Objective
Copy out each line below that contains the word "flag". Case counts, so a match must have the same capital and lowercase letters.

◆ ◆ ◆ ◆ ◆

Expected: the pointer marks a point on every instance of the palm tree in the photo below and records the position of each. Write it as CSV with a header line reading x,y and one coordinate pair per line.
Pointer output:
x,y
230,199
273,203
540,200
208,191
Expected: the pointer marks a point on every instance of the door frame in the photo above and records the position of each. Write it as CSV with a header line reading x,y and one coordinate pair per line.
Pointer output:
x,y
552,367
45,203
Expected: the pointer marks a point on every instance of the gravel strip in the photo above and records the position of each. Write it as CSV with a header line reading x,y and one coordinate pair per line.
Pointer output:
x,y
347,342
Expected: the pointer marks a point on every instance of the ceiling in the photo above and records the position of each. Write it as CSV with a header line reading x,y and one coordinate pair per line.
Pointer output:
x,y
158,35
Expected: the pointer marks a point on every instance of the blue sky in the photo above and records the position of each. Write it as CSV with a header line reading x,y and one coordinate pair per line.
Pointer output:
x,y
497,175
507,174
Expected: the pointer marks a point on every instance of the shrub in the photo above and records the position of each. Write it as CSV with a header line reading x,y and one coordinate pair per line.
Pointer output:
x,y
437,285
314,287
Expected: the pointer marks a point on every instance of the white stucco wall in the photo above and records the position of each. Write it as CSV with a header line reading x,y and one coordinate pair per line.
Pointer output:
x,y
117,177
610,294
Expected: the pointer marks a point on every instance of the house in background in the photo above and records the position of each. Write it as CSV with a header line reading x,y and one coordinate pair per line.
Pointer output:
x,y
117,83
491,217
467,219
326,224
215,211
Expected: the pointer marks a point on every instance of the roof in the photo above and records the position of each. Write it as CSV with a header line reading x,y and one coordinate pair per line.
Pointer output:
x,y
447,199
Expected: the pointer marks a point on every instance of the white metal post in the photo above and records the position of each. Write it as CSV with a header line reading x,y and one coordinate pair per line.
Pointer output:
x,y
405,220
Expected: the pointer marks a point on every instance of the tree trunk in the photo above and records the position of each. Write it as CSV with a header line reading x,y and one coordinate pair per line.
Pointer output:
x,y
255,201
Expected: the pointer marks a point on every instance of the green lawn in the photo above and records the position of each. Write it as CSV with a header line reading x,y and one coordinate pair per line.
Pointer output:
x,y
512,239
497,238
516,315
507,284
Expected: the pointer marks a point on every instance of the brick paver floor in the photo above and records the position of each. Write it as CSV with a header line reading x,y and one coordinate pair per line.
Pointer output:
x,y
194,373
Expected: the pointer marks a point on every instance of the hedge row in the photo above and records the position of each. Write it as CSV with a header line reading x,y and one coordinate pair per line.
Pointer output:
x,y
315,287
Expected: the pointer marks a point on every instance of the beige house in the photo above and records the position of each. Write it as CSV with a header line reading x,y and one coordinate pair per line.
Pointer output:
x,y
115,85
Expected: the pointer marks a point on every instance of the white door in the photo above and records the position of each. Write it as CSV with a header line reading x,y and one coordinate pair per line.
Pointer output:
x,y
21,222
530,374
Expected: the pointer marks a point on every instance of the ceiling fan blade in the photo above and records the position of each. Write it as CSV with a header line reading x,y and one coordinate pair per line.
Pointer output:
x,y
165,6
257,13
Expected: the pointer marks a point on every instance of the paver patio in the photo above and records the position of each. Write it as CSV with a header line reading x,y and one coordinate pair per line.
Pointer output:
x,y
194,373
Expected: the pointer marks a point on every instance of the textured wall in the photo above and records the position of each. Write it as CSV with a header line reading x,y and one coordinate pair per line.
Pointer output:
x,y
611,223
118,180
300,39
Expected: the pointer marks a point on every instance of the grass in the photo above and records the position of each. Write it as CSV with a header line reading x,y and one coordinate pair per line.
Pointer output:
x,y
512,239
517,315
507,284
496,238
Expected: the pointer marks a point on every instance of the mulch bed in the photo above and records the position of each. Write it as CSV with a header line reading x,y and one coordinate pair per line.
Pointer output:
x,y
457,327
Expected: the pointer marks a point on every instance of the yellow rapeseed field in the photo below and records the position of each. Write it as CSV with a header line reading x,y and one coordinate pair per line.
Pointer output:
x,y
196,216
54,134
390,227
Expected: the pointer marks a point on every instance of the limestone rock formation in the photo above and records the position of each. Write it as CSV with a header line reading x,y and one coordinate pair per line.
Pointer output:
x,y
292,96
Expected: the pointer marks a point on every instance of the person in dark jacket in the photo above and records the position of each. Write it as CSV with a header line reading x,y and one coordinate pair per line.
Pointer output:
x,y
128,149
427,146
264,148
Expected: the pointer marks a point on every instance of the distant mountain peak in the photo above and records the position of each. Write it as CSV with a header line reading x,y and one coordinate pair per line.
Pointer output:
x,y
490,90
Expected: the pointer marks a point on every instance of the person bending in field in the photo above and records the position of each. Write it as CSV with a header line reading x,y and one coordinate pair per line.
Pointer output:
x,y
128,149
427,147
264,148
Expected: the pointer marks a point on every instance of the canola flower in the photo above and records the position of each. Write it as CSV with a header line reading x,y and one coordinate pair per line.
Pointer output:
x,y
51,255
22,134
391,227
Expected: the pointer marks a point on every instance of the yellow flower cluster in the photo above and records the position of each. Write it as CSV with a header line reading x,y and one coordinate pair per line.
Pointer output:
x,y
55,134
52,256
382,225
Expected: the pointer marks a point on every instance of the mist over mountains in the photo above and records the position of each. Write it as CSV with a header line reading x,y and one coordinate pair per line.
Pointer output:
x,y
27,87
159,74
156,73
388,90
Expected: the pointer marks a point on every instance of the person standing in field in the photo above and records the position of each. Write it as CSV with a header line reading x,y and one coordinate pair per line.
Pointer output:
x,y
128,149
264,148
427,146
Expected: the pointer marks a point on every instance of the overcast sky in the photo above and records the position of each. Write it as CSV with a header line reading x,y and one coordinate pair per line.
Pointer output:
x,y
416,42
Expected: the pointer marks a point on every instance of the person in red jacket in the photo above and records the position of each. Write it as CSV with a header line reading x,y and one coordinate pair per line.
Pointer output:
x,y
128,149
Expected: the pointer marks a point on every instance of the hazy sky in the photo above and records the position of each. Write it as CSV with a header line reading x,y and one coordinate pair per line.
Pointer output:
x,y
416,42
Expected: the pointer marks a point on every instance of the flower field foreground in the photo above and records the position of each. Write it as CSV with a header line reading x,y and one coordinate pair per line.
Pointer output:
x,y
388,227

◆ ◆ ◆ ◆ ◆

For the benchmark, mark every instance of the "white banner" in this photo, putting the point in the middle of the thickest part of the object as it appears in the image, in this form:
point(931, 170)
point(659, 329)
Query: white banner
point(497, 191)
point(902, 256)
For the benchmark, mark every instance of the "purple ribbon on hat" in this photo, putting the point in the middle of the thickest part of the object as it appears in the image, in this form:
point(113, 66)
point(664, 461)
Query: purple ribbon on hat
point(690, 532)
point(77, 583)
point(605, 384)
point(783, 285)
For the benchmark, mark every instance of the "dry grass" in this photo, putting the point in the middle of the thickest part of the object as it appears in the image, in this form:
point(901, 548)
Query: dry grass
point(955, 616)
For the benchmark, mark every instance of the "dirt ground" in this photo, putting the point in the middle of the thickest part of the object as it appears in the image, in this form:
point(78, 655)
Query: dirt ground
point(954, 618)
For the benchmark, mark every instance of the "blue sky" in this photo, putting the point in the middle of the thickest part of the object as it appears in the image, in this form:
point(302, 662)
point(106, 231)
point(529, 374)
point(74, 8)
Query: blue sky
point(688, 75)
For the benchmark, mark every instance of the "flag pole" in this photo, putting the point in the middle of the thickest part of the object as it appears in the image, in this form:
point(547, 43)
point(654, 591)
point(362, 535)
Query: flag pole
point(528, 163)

◆ ◆ ◆ ◆ ◆

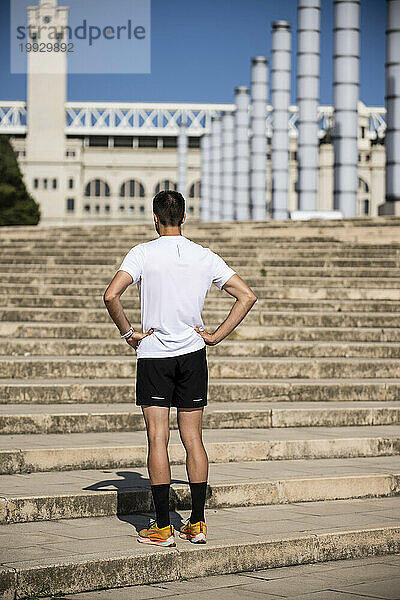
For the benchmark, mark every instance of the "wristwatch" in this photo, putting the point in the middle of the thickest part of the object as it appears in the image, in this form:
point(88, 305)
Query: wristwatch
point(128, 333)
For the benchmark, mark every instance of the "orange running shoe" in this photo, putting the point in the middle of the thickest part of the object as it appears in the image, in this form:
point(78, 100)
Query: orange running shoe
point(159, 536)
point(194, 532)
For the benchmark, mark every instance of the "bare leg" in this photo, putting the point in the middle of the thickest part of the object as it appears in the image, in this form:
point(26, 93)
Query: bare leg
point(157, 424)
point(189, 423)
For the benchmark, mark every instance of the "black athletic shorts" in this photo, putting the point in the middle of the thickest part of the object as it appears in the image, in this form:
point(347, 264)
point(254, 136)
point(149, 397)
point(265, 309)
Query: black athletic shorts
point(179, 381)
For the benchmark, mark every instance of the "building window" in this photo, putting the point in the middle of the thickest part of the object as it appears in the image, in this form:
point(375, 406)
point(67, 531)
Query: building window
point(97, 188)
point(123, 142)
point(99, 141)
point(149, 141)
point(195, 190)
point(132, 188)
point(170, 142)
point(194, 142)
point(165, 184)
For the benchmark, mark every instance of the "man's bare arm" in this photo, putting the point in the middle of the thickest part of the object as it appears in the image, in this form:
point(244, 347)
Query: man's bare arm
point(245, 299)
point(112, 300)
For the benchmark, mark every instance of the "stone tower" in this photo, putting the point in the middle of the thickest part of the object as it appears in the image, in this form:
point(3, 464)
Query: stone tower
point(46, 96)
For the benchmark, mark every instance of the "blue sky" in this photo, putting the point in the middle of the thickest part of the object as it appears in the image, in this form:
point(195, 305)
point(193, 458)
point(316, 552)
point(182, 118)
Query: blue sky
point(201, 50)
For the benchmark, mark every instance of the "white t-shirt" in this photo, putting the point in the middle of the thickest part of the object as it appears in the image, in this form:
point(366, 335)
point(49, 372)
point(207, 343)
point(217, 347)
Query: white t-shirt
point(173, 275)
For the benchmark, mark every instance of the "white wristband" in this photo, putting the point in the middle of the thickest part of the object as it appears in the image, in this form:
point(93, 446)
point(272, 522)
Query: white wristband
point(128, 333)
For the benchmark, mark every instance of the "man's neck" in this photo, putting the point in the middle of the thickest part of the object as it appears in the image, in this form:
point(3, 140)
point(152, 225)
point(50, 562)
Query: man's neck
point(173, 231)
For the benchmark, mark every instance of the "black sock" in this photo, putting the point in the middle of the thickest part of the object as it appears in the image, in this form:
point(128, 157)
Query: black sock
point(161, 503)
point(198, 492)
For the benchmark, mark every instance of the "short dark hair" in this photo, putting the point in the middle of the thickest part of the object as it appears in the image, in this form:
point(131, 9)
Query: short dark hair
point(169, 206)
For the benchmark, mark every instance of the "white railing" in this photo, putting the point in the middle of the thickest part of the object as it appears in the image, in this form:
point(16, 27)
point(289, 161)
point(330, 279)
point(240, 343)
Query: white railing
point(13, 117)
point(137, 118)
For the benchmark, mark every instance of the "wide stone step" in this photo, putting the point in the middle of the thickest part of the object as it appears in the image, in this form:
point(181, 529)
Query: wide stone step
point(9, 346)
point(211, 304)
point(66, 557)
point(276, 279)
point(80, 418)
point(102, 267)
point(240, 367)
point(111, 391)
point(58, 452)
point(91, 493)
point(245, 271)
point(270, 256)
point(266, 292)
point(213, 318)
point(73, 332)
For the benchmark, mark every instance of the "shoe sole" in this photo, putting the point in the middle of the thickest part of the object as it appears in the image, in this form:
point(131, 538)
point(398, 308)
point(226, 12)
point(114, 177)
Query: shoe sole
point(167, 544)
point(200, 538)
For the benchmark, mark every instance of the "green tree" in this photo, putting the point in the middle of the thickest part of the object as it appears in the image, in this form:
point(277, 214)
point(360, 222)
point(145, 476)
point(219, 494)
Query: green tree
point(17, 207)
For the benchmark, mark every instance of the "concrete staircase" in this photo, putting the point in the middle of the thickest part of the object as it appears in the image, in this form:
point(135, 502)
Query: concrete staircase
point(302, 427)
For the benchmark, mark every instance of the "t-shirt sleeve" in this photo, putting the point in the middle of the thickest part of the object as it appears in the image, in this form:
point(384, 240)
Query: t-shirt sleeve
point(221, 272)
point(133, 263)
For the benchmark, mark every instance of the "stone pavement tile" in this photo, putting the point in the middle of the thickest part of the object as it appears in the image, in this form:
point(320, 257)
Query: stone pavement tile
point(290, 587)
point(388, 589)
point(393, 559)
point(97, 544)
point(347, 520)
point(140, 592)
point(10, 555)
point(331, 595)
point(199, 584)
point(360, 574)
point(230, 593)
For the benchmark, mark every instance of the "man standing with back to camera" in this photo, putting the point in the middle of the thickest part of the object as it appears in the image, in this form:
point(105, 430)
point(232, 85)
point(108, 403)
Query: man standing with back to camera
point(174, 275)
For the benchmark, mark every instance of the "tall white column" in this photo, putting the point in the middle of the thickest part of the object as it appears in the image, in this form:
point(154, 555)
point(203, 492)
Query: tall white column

◆ ◆ ◆ ◆ ◆

Final answer
For the benchmark, mark every instance of the "flag pole" in this photo, putting the point in the middle of the thickest part of the object as it appears in the image, in this form:
Query: flag pole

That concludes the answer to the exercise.